*出典*:
====

ルルカ採用の良いところは、召喚にSを割いていないところです。召喚S駒がフェイルノートぐらい強力なら良いのですが、そうでないならペトラ、スゥ、キンマモン or ウィブサニアなどの構成ができる方が全体としては強いと個人的には思います。

実運用上、フェイルノートは2ターンに分けて2つずつ、計4つの矢筒を召喚なので、1度もコンボできずに終わることは稀ですが、2体しか召喚できない夏アルテミスや観光ルルカは、夏ブラに加えて闘化ハルアキなども採用したほうが安定するかもしれないです。代償の入るツクヨミデッキには相性が良い駒ですしね。

闘化ハルアキ

ツクヨミに迫害されていたデッキ達の復権

さて、今回の措置によって、それまでツクヨミ登場によるあおりを受けていたデッキの復権の可能性が出ています。

個人的にすぐ思いつくのはヨアケ閃撃です。

昨年の7月に登場したヨアケは、閃撃デッキの新リーダーとして華麗なスタートを切りました。

それまで閃撃デッキのリーダーは、手駒に閃気を付与するだけで火力には直接貢献していなかった存在だったところ、閃気の付与に加えて毎ターン450~600のアドを取ってくれるヨアケの登場により、とたんに火力・耐久力ともに一級線の強デッキへと昇華され、環境トップの一角を構成するデッキとなりました。

ですが、あまりに強さが目立ちすぎたのと同時にヘイトも溜めて、早速同年9月にはニルスとの同デッキ制限が課され、A駒のメイン火力を剥奪されましたのも記憶に新しいところ。

それと時期を同じくして、ヒュプノスデッキがフェイルノート同デッキ制限により激減し、代わりにヨアケの苦手とする神単殴りが増えたこと、さらにツクヨミデッキが登場したことで、あっという間に覇権を奪われてしまったのです。

ツクヨミに覇権を奪われてしまった主な理由としては、スピードの違いが挙げられると思っています。

====

*項目*:
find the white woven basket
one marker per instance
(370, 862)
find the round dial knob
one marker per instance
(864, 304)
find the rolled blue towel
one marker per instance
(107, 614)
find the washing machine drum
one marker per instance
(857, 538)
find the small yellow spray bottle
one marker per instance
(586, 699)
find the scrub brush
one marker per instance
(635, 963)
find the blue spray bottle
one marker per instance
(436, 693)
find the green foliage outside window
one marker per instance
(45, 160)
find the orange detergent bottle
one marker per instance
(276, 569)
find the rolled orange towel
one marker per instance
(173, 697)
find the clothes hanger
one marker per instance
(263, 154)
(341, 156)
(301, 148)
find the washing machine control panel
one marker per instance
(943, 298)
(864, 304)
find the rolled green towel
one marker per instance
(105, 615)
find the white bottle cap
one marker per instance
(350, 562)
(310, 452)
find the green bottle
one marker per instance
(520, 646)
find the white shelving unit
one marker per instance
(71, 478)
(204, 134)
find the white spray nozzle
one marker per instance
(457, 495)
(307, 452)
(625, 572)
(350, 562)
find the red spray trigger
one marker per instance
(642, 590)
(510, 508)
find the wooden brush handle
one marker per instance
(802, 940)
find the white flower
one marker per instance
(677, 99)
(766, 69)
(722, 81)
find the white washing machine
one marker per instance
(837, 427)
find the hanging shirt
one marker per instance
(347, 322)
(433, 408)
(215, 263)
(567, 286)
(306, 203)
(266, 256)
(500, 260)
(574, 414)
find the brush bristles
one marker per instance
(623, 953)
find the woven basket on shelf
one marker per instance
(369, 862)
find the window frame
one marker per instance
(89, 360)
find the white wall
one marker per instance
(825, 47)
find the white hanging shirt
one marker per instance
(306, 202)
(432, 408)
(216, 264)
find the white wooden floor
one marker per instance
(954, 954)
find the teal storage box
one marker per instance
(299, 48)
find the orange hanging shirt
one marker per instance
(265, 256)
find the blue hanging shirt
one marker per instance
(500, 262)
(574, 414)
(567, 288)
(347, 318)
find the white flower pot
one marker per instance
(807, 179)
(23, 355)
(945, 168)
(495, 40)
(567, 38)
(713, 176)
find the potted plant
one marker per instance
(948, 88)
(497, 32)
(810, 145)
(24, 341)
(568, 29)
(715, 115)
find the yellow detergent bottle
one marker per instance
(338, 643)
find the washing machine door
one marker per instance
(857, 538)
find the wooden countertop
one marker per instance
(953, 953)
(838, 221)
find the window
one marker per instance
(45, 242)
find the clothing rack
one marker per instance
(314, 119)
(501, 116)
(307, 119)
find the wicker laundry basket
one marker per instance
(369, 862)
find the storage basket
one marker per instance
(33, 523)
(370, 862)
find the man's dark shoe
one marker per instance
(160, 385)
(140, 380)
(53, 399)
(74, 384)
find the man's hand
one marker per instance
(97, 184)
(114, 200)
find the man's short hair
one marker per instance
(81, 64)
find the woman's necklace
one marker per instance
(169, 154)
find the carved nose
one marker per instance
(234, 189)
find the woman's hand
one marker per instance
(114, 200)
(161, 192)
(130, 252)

====

*設問*:
次の1.〜3.の記述が出典の内容と合っているかを判定し、それぞれ「はい」か「いいえ」で答えたうえで、決め手となる出典の語句をそのまま引用せよ。
1. ヨアケは昨年の7月に登場した。
2. ニルスとの同デッキ制限は同年11月に課された。
3. フェイルノートは1ターンで4つの矢筒をまとめて召喚する。

*解答*:
1. はい:「昨年の7月に登場したヨアケ」
2. いいえ:「早速同年9月にはニルスとの同デッキ制限が課され」
3. いいえ:「2ターンに分けて2つずつ、計4つの矢筒を召喚」